Text provided:
** begin **
In [None]:
import pandas as pd 
import numpy as np

data = pd.read_csv('https://raw.githubusercontent.com/mwilchek/Stock-Modeling/master/DJ_NEWS_SENTIMENT_DATA%20eg.csv', header=0)

print('Number of rows before removing rows with missing values: ' + str(data.shape[0]))

# Replace ? with np.NaN
data = data.replace('?', np.NaN)

# Remove rows with np.NaN
data = data.dropna(how='any')

print('Number of rows after removing rows with missing values: ' + str(data.shape[0]))

# Get Feature values
x = data[['Open', 'High', 'Low', 'Cycle_Change']].values

# Get Target values
y = data['Close'].values

data.head()

Number of rows before removing rows with missing values: 2007
Number of rows after removing rows with missing values: 2007


In [None]:
from sklearn.pipeline import Pipeline
from sklearn.svm import SVR
from sklearn.ensemble import RandomForestRegressor
from sklearn.tree import DecisionTreeRegressor
from sklearn.preprocessing import StandardScaler
from sklearn.linear_model import LinearRegression
from sklearn.neural_network import MLPRegressor


regression_models = {'lr': LinearRegression(n_jobs=-1),
                     'mlp': MLPRegressor(random_state=0),
                     'dt': DecisionTreeRegressor(random_state=0),
                     'rf': RandomForestRegressor(random_state=0, n_jobs=-1),
                     'svr': SVR(max_iter=-1)}

pipe_regrs = {}

# Create list of pipeline models to test with that standardize the data
for name, regression_models in regression_models.items():
    pipe_regrs[name] = Pipeline([('StandardScaler', StandardScaler()), ('regr', regression_models)])
** end **
Dataset records:
** begin **
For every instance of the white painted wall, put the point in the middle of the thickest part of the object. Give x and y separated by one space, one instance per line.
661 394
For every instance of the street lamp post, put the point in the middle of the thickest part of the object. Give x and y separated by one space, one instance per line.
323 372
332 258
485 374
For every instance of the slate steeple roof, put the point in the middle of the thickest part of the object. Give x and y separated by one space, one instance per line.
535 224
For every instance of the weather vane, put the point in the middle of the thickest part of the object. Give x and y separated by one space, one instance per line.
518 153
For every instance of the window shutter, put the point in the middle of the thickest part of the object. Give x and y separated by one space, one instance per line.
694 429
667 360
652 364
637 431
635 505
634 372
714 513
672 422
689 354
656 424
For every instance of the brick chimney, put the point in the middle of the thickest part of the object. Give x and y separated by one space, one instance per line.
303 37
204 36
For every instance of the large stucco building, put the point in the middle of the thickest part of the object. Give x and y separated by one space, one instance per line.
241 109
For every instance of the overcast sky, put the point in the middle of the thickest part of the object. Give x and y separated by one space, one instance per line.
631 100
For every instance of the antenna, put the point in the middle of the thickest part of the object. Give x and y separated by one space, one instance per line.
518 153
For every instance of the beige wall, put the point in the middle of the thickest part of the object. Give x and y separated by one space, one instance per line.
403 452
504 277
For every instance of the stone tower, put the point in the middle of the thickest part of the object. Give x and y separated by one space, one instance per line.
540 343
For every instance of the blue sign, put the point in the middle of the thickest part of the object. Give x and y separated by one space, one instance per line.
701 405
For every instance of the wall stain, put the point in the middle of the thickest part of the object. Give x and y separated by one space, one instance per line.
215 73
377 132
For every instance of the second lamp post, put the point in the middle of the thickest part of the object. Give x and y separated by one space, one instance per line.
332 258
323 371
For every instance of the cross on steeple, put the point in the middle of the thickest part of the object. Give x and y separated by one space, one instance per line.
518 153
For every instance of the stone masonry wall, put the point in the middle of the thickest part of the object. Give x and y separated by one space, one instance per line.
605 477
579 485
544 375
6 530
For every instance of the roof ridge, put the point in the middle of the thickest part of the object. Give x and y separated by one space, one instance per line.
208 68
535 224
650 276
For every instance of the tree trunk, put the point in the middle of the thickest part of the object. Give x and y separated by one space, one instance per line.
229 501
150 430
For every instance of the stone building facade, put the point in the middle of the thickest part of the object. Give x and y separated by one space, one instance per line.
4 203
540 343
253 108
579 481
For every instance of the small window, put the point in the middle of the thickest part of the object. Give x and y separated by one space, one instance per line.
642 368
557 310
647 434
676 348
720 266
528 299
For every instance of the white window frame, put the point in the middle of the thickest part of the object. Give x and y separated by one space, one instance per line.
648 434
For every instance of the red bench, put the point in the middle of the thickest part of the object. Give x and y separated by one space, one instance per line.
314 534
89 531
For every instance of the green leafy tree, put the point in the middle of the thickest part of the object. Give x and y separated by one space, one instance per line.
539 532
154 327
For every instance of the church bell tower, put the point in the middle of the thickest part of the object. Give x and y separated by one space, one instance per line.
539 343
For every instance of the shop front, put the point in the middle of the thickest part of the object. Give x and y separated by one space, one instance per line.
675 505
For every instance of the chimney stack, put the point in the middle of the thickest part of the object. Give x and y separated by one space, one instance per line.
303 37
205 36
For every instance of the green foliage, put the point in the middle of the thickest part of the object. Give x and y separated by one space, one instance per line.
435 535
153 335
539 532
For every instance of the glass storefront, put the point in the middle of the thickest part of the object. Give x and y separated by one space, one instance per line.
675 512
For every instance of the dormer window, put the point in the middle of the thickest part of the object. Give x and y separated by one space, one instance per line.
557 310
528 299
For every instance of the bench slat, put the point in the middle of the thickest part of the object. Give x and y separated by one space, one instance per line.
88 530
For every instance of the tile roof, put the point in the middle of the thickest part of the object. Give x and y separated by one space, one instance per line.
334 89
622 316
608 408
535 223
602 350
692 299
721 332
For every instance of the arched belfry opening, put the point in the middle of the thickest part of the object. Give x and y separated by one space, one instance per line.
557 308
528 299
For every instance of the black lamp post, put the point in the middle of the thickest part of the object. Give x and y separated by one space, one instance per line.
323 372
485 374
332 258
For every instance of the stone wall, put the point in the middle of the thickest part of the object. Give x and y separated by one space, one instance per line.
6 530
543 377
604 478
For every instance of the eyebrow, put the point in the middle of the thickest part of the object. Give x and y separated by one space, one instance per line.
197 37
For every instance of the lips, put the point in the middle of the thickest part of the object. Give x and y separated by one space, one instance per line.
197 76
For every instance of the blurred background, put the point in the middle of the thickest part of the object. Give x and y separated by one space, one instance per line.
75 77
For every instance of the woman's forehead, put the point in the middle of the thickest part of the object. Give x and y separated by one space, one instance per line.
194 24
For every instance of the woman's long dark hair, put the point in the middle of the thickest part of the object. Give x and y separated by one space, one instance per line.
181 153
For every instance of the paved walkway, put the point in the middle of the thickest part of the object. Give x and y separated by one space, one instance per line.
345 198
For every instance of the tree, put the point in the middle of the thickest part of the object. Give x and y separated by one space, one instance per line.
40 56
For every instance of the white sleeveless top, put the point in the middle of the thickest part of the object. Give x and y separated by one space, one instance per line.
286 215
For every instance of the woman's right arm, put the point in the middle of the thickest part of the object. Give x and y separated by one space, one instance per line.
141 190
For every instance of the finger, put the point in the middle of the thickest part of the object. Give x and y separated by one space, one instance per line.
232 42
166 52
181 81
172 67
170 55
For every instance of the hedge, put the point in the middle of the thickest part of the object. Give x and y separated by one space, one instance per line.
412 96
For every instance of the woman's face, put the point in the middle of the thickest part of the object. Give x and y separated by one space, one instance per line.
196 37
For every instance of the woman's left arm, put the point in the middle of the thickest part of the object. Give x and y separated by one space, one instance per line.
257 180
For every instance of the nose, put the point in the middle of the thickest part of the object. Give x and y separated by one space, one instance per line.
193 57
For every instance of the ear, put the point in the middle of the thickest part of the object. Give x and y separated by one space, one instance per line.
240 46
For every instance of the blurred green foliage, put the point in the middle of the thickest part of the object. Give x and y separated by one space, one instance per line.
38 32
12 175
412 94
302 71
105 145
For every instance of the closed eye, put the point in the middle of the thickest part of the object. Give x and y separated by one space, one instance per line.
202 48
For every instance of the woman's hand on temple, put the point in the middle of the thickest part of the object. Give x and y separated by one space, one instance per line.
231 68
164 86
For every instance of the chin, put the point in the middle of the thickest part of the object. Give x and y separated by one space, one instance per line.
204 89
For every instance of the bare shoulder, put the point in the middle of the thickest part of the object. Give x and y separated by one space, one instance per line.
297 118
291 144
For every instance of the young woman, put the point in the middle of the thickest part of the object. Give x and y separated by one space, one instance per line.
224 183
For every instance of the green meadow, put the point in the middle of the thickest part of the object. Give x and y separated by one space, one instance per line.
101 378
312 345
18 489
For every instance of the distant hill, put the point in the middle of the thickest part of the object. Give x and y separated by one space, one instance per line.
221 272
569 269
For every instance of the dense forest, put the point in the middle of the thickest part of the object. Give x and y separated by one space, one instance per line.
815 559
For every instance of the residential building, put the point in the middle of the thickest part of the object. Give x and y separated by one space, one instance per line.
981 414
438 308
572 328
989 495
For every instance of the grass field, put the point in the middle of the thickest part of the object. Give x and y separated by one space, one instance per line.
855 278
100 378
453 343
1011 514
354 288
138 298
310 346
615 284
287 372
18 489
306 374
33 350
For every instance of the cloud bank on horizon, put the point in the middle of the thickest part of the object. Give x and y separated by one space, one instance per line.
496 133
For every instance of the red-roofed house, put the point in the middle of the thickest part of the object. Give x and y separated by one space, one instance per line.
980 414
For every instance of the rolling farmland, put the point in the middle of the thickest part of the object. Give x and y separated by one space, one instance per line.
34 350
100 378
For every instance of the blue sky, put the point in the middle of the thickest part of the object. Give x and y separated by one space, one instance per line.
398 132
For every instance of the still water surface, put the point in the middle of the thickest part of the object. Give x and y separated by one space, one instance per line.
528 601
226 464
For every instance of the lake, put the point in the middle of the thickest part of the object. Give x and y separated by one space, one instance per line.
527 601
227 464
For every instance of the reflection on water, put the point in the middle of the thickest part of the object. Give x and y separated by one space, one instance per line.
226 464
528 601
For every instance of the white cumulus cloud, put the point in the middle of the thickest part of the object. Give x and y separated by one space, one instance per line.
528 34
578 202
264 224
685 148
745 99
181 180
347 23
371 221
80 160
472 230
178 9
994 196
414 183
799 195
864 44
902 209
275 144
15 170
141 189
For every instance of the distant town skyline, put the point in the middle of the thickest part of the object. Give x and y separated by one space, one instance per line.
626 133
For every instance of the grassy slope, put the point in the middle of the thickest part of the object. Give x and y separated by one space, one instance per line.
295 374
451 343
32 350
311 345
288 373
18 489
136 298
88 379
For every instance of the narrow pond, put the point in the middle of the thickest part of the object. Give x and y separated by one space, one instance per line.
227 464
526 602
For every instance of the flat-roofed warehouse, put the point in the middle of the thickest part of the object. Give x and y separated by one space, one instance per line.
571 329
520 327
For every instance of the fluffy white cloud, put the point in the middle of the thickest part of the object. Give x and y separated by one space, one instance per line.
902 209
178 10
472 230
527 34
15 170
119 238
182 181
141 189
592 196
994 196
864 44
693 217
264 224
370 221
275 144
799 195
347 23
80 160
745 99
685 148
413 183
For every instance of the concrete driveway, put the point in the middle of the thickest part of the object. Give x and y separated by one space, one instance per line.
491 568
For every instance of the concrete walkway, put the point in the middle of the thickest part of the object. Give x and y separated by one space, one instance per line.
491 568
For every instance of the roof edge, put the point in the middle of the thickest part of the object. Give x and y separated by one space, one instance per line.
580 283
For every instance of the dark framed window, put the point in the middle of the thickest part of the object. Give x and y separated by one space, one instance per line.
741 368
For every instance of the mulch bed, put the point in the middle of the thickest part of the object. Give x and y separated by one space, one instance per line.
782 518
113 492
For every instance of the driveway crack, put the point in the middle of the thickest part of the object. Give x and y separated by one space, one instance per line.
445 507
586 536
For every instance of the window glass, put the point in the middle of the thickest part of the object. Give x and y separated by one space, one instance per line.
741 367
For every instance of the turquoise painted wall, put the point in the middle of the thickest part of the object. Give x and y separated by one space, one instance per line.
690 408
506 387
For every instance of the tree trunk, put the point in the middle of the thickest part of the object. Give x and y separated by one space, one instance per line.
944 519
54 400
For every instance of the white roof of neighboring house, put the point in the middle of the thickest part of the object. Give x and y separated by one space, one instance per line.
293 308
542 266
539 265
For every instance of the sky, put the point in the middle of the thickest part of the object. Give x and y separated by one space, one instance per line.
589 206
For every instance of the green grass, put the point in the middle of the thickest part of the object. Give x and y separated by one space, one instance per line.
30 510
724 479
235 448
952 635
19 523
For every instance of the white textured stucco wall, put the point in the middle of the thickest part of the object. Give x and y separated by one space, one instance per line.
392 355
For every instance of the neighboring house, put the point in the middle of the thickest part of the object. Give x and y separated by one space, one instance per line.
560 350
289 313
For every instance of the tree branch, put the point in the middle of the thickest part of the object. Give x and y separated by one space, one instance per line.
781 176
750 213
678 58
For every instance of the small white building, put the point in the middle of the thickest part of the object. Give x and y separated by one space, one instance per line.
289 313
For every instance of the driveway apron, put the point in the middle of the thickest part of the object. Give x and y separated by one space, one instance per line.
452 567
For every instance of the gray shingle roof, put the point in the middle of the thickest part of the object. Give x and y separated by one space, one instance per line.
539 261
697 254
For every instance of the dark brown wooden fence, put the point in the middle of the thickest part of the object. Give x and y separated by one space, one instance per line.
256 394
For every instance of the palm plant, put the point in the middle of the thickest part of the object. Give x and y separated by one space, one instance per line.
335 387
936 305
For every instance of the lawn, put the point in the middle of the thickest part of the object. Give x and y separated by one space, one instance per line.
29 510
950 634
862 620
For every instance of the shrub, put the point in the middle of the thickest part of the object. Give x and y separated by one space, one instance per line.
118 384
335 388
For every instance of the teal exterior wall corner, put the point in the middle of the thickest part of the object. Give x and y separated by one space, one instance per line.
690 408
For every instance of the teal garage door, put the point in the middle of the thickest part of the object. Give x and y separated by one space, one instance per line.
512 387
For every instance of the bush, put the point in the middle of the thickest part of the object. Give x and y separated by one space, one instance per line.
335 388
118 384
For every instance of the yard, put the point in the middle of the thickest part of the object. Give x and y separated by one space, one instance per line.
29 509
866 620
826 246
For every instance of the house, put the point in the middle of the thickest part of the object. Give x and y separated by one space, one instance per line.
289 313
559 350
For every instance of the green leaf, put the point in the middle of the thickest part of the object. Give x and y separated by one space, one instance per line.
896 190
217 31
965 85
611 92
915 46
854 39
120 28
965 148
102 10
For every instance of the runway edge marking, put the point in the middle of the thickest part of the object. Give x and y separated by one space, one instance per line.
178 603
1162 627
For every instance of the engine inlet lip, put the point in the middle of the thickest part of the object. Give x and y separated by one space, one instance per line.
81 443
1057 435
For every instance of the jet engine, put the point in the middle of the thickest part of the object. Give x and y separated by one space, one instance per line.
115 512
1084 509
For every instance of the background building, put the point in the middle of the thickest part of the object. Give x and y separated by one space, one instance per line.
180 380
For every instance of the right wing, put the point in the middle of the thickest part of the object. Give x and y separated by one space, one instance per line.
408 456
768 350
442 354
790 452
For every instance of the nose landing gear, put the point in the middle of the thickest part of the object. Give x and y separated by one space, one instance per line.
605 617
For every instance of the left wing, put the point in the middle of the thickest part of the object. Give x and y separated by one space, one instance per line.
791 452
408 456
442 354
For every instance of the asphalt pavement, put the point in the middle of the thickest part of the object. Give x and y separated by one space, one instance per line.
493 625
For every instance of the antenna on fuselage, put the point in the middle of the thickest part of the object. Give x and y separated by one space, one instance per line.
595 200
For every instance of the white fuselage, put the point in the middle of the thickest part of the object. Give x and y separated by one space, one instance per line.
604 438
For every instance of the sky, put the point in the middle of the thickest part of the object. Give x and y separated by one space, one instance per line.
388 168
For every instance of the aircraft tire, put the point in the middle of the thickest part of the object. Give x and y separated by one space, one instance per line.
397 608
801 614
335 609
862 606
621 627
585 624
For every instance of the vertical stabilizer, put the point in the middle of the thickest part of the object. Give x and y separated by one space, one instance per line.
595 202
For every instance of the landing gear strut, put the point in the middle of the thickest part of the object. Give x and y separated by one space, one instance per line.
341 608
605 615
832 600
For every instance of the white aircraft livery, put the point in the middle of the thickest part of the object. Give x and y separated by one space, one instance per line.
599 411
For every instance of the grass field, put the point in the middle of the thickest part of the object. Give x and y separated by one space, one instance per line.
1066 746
** end **
Set of tasks:
(a) Print the part of the notebook code that opens with the words containing "# Remove rows" and closes with "data.head()", reproducing it character for character.
(b) Gather every line of the records that contains the string "small", treating uppercase and lowercase as different.
The notebook code and the records come from separate, unrelated sources.

Solutions to the tasks:
(a)
# Remove rows with np.NaN
data = data.dropna(how='any')

print('Number of rows after removing rows with missing values: ' + str(data.shape[0]))

# Get Feature values
x = data[['Open', 'High', 'Low', 'Cycle_Change']].values

# Get Target values
y = data['Close'].values

data.head()

(b)
For every instance of the small window, put the point in the middle of the thickest part of the object. Give x and y separated by one space, one instance per line.
For every instance of the small white building, put the point in the middle of the thickest part of the object. Give x and y separated by one space, one instance per line.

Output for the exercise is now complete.